** PASSAGE SHOWN **
━━━━━━━━━━

3

I try to convert my PyTorch object detection model (Faster R-CNN) to ONNX. I have two setups. The first one is working correctly but I want to use the second one for deployment reasons. The difference lies in the example image which I use for the export of the function torch.onnx.export().

In the first setup I use a real image as input for the ONNX export. But in a official tutorial they say that I can use a dummy input, which should have the same size as the model expects the input. So I created a tensor with the same shape but with random values. The export in both setups is working correctly. But the second setup does not deliver the desired results after inference with the ONNX runtime. The code and the exemplary output can be found below.

Setup 1

model = torchvision.models.detection.fasterrcnn_resnet50_fpn(pretrained = True)
...

━━━━━━━━━━

** GIVEN ENTRIES **
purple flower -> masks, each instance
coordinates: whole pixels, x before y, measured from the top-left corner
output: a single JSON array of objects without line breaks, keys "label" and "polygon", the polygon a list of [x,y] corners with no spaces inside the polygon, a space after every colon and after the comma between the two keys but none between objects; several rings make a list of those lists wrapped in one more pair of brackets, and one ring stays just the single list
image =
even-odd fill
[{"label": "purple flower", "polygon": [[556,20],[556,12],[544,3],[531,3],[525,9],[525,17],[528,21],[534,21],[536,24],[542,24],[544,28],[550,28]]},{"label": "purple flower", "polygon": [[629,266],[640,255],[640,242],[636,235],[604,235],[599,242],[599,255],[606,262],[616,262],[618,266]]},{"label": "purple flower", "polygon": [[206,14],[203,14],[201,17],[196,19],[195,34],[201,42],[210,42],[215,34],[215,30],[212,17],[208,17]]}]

━━━━━━━━━━

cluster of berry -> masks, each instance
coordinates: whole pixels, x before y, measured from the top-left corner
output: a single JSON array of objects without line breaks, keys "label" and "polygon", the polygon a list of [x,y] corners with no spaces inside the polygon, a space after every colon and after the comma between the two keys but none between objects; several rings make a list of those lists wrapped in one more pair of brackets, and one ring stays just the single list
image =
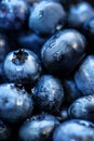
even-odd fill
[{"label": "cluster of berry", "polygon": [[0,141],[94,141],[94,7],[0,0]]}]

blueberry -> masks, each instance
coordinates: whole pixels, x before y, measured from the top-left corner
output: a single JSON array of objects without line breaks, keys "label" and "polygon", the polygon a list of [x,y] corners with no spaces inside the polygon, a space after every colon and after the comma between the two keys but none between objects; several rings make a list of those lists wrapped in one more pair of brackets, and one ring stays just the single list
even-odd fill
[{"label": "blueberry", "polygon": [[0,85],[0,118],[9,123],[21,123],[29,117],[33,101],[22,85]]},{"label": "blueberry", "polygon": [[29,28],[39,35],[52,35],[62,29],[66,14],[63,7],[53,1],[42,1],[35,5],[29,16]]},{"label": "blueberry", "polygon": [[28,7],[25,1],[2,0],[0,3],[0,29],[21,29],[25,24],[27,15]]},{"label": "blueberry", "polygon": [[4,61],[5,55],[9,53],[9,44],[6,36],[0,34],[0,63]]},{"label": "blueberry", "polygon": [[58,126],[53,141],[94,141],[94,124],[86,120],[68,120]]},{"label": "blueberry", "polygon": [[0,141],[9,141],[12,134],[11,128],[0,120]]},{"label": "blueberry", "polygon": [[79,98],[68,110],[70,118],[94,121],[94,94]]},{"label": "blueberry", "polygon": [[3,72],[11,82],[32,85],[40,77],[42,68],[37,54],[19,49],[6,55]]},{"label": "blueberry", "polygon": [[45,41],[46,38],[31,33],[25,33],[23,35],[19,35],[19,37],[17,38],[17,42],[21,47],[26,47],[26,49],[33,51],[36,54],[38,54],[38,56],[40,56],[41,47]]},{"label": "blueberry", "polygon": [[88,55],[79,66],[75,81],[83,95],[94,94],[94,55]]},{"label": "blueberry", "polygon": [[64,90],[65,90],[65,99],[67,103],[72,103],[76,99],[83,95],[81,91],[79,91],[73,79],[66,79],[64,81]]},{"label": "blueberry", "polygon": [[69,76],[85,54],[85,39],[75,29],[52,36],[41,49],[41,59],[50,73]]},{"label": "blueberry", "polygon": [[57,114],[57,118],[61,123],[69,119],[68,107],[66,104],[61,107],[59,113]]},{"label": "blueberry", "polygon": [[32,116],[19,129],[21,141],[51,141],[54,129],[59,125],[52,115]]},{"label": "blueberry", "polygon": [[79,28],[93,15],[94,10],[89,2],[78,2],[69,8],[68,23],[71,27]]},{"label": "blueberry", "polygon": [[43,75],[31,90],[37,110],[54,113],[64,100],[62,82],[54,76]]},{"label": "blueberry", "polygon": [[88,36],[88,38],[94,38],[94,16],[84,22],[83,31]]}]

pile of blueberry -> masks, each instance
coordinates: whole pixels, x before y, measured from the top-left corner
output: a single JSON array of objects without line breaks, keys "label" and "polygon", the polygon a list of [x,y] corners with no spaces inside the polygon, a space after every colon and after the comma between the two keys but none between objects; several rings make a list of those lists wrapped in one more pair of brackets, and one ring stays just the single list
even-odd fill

━━━━━━━━━━

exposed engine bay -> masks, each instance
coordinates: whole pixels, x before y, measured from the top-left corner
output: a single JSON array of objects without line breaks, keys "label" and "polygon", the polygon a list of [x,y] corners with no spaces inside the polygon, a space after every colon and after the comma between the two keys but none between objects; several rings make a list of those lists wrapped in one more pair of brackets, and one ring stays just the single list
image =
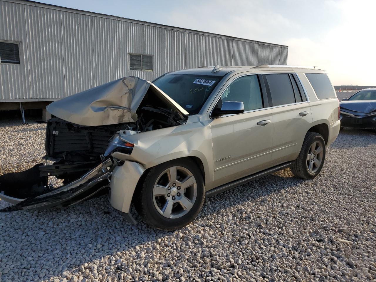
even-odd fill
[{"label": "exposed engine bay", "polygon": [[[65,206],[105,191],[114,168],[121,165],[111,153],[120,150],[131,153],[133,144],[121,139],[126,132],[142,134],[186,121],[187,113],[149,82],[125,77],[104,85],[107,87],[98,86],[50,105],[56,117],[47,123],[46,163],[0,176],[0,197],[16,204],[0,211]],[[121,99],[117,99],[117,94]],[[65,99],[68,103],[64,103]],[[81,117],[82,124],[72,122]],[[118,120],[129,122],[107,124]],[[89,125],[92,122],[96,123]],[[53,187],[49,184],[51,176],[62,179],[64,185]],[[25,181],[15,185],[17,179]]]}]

━━━━━━━━━━

** WHAT TO WORK ON **
A – Locate each line of the rows that contains the string "instance", and copy every such line.
B – Proceed with the forum post on exporting a Faster R-CNN model to ONNX, continuing from the point at which it stops.
The forum post and the rows bear no relation to one another.

** THE RESPONSES **
A –
purple flower -> masks, each instance
cluster of berry -> masks, each instance
blueberry -> masks, each instance
pile of blueberry -> masks, each instance
exposed engine bay -> masks, each instance

B –
checkpoint = torch.load(model_state_dict_path)
model.load_state_dict(checkpoint['model_state_dict'])
model.eval()

to_tensor = transforms.ToTensor()
img_rgb = Image.open(image_path_model).convert('RGB')
img_rgb = to_tensor(img_rgb)
img_rgb.unsqueeze_(0)    

torch.onnx.export(model, img_rgb, "detection.onnx", opset_version=11) 

I get no error and the export works. Afterwards I run the model with the ONNX runtime and I get the following output:

[array([[704.0696  , 535.19556 , 944.8986  , 786.1619  ],
         ...], dtype=float32),
array([2, 2, 2, 2, 2, 1, 1], dtype=int64),
array([0.9994363 , 0.9984769 , 0.99816966, ...], dtype=float32)]

The output is as I expect it to be (Bounding boxes, object classes and probabilities).

Setup 2

model = torchvision.models.detection.fasterrcnn_resnet50_fpn(pretrained = True)
...
checkpoint = torch.load(model_state_dict_path)
model.load_state_dict(checkpoint['model_state_dict'])
model.eval()

img_rgb = torch.randn(1, 3, 1024, 1024)   

torch.onnx.export(model, img_rgb, "detection.onnx", opset_version=11) 

Like in setup 1 I get no error and the export works. Afterwards I run the model with the ONNX runtime and with the same image as in setup 1 and I get the following output:

[array([], shape=(0, 4), dtype=float32),
array([], dtype=int64),
array([], dtype=float32)]

It is just an empty array.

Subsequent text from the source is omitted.